Problem statement:
Check each statement below against the account of the New South Wales road tax, and answer yes or no with the words of the account that decide it. (a) The tax applied to trucks carrying goods by road more than 50 miles. (b) All of the road tax went to the state railways. (c) The inspectors near Karuah were sitting in a light-colored car.

Article:
======
At this time any truck carrying goods by road in the state of New South Wales further than 50 miles had to pay a tax for every mile of the journey. If going interstate then the tax was calculated to the border. This had to be paid before the journey and with stipulated dates. The permit had to be carried with the vehicle and would be checked numerous times on that journey by transport inspectors that patrolled the highways. This was because the state owned the railways and that meant they were losing revenue if goods went by road.  Half of the road tax was given to the state railways each year to help with the losses they managed to accumulate with their inefficient rail system.
Even Dad according to law had to apply for a permit to move his own goods more than 50 miles. The tax for that was not a large amount compared to general goods carted for profit.
 However I didn’t tell Dad this as I wanted him to be innocent of any wrong doing but I had in mind a chance to get back at these inspectors that had been giving me hell for years. The inspectors treated us like renegades or outlaws and we reacted to this by “giving as good as we got. “
Anyway dad hopped aboard with his crutches and we set off on a bright spring morning for the great trek to tropical Queensland 600 miles away. The border here we come.
It was late afternoon as I approached the little town of Karuah knowing that the inspectors usually waited on top of a hill near town that had a gravel area to pull off and where they could also weigh the trucks with portable scales if they thought it was overweight.
 Sure enough they were there two inspectors in a dark coloured 4 door, and as I climbed towards the top I saw one get out of the car with his grey dust coat on ready to wave me into the gravel area, a metal stop sign in his hand.
The metal stop sign was dramatically hoisted in the air and an arm waved us into the parking area.
“Son who’s the fellow in the dust coat, what does he want?”
======
Supplied material:
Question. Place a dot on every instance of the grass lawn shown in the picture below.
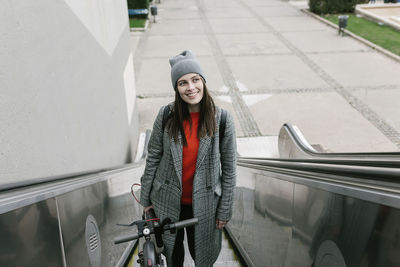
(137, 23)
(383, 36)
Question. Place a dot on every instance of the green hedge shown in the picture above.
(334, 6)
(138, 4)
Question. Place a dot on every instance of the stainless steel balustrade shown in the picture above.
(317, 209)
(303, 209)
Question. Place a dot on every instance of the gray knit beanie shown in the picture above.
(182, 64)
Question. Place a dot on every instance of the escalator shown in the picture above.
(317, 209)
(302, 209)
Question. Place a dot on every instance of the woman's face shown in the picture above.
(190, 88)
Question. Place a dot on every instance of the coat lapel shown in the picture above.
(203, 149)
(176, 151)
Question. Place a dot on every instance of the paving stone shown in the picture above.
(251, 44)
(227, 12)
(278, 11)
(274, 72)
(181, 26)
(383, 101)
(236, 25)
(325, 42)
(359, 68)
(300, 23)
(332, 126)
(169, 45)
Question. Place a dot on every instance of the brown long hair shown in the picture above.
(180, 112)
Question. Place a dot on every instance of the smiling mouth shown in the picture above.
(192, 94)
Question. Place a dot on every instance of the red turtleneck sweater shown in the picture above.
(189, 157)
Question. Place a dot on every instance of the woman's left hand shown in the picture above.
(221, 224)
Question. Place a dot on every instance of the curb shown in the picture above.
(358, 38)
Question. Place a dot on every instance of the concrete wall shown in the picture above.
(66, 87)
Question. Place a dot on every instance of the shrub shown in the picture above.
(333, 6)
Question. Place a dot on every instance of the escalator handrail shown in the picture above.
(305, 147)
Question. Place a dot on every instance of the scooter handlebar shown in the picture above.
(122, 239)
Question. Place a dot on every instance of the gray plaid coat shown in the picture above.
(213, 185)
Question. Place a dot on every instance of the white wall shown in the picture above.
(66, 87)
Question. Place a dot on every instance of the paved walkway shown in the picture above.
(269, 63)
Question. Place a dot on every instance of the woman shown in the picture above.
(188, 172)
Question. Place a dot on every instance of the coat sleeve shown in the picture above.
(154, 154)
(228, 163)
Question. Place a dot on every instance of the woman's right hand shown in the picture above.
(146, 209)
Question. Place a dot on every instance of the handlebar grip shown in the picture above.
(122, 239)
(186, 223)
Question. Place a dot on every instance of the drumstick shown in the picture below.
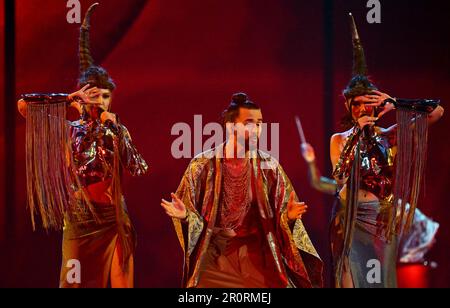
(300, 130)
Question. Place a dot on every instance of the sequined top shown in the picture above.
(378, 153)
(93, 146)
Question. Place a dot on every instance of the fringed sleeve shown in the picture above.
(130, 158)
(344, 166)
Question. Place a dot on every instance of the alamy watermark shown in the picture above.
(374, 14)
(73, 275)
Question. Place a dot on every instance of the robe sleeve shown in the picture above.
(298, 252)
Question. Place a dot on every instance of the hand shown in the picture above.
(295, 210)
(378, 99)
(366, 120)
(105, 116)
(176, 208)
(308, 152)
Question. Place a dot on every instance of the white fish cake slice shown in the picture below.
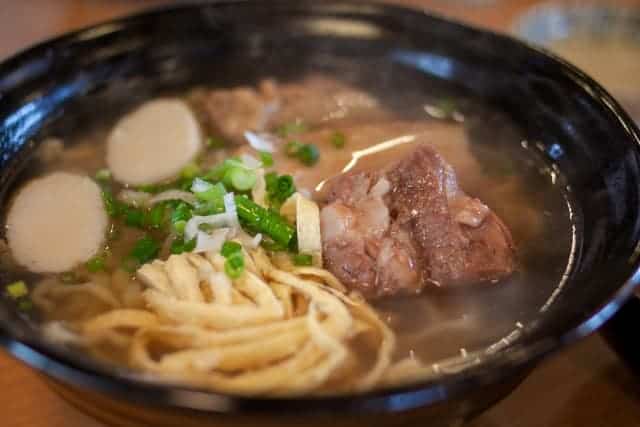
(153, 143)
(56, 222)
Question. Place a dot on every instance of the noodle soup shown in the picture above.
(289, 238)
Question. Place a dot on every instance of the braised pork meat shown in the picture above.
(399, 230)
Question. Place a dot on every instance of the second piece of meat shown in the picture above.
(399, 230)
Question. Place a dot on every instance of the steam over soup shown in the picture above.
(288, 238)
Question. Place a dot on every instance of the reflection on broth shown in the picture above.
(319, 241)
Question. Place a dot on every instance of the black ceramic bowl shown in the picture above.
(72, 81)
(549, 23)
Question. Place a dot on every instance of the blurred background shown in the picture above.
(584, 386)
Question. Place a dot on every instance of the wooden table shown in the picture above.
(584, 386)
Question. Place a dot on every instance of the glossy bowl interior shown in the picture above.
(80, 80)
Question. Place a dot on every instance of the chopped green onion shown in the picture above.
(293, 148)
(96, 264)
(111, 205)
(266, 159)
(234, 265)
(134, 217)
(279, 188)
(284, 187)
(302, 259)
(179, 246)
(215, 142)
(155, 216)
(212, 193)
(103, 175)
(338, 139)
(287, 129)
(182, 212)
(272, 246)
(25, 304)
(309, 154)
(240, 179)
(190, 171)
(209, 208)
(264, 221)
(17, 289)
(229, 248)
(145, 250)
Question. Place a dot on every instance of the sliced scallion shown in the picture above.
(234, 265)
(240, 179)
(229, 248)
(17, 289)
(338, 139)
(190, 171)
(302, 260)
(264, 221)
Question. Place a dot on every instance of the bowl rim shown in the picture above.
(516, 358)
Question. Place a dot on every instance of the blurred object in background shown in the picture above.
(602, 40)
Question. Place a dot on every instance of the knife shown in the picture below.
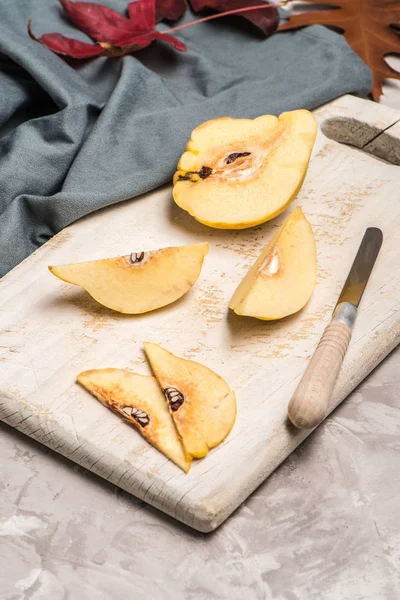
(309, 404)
======
Written solution:
(a) Yes: "any truck carrying goods by road in the state of New South Wales further than 50 miles had to pay a tax for every mile of the journey."
(b) No: "Half of the road tax was given to the state railways each year."
(c) No: "two inspectors in a dark coloured 4 door."